>> BEGIN Record set

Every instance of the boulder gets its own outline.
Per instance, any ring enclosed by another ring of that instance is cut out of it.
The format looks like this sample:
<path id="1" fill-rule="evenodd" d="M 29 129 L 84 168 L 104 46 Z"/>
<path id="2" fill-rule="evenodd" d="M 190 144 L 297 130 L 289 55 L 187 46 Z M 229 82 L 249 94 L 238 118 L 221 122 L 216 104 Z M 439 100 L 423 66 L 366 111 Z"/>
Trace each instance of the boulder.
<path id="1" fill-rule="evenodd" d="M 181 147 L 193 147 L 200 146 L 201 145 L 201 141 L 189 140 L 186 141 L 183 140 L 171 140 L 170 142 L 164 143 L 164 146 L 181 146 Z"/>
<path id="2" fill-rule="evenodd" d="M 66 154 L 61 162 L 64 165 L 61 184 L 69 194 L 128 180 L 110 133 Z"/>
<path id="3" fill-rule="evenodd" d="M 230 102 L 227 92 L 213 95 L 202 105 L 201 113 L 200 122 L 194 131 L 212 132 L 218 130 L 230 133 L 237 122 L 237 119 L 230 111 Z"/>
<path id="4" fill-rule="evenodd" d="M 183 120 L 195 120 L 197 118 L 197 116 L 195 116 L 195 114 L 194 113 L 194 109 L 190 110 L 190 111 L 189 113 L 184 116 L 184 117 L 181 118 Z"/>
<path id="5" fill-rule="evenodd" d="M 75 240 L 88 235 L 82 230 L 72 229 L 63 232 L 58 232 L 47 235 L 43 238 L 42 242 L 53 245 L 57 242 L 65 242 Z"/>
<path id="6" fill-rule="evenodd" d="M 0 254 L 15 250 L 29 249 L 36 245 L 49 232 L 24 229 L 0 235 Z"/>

>> END Record set

• **Exercise directions**
Convert all of the data above into a JSON list of strings, one string per line, leaving out any blank lines.

• **Task result**
[
  "Every instance of the boulder gets its own outline.",
  "Per instance, any ring enclosed by another ring of that instance is cut out of it.",
  "The format looks like this sample:",
  "<path id=\"1\" fill-rule=\"evenodd\" d=\"M 29 129 L 84 168 L 104 46 Z\"/>",
  "<path id=\"2\" fill-rule=\"evenodd\" d=\"M 190 144 L 297 130 L 289 55 L 187 46 Z M 229 82 L 249 94 L 238 118 L 221 122 L 216 104 Z M 439 100 L 423 66 L 366 111 Z\"/>",
  "Trace each instance of the boulder.",
  "<path id=\"1\" fill-rule=\"evenodd\" d=\"M 181 147 L 193 147 L 200 146 L 201 145 L 201 141 L 189 140 L 186 141 L 183 140 L 171 140 L 170 142 L 164 143 L 164 146 L 181 146 Z\"/>",
  "<path id=\"2\" fill-rule=\"evenodd\" d=\"M 66 154 L 61 162 L 64 165 L 61 184 L 69 194 L 128 180 L 110 133 Z\"/>",
  "<path id=\"3\" fill-rule=\"evenodd\" d=\"M 230 102 L 227 92 L 213 95 L 202 105 L 201 113 L 200 122 L 194 131 L 212 132 L 218 130 L 230 133 L 237 122 L 237 119 L 230 111 Z\"/>",
  "<path id=\"4\" fill-rule=\"evenodd\" d=\"M 183 120 L 195 120 L 197 118 L 197 116 L 195 116 L 195 114 L 194 113 L 194 109 L 190 110 L 190 111 L 189 113 L 184 116 L 184 117 L 181 118 Z\"/>",
  "<path id=\"5\" fill-rule=\"evenodd\" d=\"M 75 240 L 88 235 L 82 230 L 72 229 L 63 232 L 58 232 L 47 235 L 43 238 L 42 242 L 53 245 L 57 242 L 65 242 Z\"/>",
  "<path id=\"6\" fill-rule=\"evenodd\" d=\"M 0 254 L 15 250 L 29 249 L 36 245 L 49 232 L 24 229 L 0 235 Z\"/>"
]